What is required: Below are several records. Retype exactly those lines running from the one with "Target: yellow bollard" through the one with "[locate] the bus side mirror", end lines included, and no others.

Dataset entries:
──────────

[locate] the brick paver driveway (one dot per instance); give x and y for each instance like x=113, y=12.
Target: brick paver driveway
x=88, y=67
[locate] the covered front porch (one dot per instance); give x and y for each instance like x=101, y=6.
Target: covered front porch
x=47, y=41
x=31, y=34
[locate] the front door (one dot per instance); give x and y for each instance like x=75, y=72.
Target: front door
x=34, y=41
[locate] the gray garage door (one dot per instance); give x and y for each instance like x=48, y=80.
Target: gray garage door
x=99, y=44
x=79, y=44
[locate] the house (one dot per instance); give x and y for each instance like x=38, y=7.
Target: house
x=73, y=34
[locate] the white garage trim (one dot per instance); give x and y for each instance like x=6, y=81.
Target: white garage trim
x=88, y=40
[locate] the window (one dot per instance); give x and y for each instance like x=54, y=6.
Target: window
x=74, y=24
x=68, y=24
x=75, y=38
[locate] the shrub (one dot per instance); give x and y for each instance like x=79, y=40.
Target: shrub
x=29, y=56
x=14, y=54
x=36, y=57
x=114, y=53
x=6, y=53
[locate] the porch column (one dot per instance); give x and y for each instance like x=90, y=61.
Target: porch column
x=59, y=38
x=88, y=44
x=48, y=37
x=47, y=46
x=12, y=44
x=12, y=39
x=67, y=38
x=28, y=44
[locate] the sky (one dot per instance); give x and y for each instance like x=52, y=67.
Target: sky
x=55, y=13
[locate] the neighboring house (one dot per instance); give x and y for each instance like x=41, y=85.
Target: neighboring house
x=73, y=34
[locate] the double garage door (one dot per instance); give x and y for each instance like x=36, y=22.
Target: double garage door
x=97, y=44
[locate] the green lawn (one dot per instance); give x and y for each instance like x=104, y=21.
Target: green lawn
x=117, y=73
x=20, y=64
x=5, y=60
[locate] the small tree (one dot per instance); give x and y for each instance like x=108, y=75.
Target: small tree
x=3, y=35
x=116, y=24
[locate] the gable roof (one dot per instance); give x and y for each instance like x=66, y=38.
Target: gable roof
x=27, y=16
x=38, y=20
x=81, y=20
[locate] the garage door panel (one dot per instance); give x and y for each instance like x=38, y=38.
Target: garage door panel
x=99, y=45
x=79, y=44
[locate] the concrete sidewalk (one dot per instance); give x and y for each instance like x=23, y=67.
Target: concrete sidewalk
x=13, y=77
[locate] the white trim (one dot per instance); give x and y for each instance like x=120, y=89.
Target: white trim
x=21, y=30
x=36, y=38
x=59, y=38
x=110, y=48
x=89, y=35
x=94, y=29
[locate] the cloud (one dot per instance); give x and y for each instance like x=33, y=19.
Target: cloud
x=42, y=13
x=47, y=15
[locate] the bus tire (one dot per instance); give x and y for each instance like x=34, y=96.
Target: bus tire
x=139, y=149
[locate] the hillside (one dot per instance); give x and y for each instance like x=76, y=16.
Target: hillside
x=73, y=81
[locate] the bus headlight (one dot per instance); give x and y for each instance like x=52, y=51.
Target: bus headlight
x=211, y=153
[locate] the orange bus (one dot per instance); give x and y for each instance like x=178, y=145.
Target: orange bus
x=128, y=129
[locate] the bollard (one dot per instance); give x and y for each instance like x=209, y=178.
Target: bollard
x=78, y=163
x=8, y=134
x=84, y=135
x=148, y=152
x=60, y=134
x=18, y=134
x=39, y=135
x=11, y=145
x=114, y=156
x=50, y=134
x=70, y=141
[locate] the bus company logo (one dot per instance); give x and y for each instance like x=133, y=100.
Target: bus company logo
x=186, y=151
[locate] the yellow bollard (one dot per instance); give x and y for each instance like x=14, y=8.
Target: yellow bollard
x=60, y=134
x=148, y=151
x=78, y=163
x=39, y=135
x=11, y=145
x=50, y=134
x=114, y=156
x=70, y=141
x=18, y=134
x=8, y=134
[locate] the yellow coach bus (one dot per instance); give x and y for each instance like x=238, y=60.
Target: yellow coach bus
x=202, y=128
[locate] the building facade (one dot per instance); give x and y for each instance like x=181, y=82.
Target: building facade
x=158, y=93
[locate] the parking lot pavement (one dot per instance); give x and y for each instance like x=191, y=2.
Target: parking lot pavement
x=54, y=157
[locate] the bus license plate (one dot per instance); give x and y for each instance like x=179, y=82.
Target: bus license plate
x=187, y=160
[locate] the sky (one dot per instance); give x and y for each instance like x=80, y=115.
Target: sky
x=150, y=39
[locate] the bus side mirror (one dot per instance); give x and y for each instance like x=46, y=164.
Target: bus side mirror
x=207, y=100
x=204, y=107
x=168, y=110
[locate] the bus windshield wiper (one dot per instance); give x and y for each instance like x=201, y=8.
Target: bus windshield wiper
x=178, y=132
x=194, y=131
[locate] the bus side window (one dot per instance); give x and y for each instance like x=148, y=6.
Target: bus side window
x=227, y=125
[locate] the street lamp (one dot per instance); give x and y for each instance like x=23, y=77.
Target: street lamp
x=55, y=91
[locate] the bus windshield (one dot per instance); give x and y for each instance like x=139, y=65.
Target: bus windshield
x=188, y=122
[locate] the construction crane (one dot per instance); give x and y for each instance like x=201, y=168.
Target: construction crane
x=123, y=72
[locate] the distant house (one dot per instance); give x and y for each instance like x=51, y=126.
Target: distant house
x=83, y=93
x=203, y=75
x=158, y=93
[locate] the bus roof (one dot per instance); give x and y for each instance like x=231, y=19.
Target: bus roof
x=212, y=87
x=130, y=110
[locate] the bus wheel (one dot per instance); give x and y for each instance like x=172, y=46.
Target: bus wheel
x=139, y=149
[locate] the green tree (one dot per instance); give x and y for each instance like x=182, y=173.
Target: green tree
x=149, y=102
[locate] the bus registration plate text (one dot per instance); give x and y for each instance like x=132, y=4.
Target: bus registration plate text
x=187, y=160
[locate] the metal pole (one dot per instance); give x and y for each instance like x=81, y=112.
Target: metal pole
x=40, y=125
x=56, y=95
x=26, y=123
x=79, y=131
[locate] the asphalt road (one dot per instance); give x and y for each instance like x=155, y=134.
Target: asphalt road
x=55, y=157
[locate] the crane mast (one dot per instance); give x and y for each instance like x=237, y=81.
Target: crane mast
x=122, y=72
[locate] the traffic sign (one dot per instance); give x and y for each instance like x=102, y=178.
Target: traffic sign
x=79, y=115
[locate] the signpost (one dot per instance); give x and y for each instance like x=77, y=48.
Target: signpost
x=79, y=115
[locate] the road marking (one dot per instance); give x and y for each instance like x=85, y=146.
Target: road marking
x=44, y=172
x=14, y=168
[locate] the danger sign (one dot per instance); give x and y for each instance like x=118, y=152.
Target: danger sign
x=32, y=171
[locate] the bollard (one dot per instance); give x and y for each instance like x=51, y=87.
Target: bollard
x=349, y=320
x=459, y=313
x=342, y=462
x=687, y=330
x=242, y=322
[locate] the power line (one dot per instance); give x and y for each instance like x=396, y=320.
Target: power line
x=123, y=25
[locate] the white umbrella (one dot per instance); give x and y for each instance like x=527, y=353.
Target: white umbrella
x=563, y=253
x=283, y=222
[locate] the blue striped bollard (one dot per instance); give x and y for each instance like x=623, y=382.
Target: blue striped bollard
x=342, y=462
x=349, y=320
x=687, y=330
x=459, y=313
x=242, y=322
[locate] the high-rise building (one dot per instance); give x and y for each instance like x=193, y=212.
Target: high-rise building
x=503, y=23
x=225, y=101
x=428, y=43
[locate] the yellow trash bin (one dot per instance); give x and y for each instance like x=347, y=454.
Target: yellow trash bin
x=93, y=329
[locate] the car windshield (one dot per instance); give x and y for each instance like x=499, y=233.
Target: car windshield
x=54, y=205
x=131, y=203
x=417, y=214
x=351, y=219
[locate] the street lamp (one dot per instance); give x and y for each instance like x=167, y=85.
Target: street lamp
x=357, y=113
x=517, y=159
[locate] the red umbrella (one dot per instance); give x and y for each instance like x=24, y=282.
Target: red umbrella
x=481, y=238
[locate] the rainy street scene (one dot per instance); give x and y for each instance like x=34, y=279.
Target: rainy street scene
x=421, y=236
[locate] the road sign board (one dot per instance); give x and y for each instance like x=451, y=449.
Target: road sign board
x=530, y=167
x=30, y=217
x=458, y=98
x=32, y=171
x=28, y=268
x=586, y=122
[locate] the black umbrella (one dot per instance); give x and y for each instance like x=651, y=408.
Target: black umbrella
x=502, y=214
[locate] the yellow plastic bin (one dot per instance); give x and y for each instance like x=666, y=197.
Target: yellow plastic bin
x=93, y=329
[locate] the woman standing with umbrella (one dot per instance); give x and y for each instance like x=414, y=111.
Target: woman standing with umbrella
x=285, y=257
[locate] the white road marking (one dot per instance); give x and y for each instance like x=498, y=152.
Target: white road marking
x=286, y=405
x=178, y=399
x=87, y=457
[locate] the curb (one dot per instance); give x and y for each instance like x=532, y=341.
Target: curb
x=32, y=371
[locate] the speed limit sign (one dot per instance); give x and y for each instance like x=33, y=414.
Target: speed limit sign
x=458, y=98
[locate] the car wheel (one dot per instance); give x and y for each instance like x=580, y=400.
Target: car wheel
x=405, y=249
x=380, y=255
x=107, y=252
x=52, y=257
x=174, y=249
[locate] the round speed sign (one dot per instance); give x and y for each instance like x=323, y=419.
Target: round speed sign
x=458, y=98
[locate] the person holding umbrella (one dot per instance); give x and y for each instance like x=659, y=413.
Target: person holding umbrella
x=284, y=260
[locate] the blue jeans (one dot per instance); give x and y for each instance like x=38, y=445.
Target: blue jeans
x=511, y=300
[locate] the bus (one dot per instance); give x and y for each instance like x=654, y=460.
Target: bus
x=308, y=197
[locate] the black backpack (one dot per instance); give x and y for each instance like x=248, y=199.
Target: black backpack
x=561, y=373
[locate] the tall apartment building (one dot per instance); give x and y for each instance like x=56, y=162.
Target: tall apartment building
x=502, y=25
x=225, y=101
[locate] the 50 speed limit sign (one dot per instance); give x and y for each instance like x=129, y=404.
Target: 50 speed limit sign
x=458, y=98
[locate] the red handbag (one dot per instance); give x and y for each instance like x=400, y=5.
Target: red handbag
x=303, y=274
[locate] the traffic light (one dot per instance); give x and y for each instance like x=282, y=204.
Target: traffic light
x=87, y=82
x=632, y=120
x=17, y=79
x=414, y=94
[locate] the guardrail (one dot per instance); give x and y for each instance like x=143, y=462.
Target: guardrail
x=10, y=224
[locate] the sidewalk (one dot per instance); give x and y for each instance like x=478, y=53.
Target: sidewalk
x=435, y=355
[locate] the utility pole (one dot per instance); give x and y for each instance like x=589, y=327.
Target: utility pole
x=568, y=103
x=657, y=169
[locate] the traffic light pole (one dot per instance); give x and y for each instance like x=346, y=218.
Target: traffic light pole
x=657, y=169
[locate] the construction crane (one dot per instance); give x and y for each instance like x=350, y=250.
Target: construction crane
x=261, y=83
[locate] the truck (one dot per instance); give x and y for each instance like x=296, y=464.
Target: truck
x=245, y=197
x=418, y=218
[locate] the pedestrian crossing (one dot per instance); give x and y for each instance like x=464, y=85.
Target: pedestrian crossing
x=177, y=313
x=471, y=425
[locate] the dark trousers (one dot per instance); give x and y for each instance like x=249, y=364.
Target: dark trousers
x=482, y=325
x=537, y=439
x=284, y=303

──────────

Result for this exercise:
Target: yellow bollard
x=60, y=134
x=148, y=151
x=78, y=163
x=39, y=135
x=11, y=145
x=50, y=134
x=114, y=156
x=70, y=141
x=18, y=134
x=8, y=134
[locate] the yellow coach bus (one dot per instance); give x and y for each instance like x=238, y=60.
Target: yellow coach bus
x=202, y=128
[locate] the building facade (one dot per instance); give x and y for each instance like x=181, y=82.
Target: building facade
x=158, y=93
[locate] the parking lot pavement (one dot per instance); give x and y for each instance like x=191, y=2.
Target: parking lot pavement
x=54, y=157
[locate] the bus license plate (one dot per instance); give x and y for each instance like x=179, y=82.
Target: bus license plate
x=187, y=160
[locate] the sky (one dot per instance); give x and y for each instance like x=80, y=115.
Target: sky
x=150, y=39
[locate] the bus side mirror (one dot per instance); give x and y for each instance like x=46, y=164.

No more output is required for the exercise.